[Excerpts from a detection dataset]
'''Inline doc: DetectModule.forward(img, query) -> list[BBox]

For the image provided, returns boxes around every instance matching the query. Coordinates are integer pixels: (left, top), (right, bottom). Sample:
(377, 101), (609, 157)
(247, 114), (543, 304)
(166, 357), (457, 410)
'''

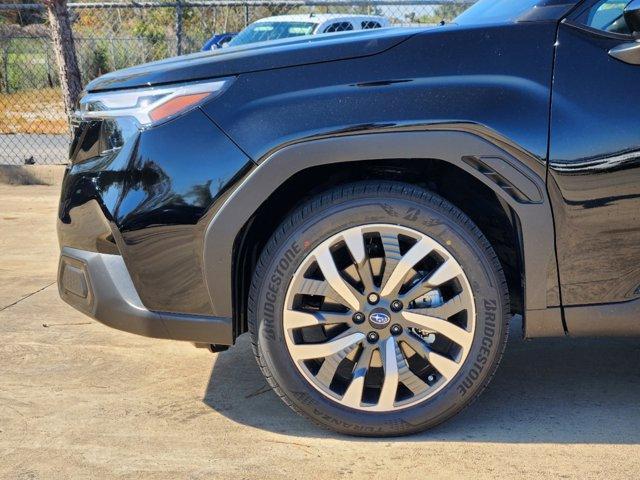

▶ What you will do:
Copy out all the entries above character for character, omitting the pictures.

▶ Expected answer:
'''Inline doc: DetectModule.forward(img, query) -> list[BBox]

For the image provided, returns boxes around every instance matching the query. Coordinates are integer pixels: (left, top), (right, bottom). Sample:
(377, 101), (609, 157)
(247, 114), (543, 304)
(166, 357), (457, 410)
'''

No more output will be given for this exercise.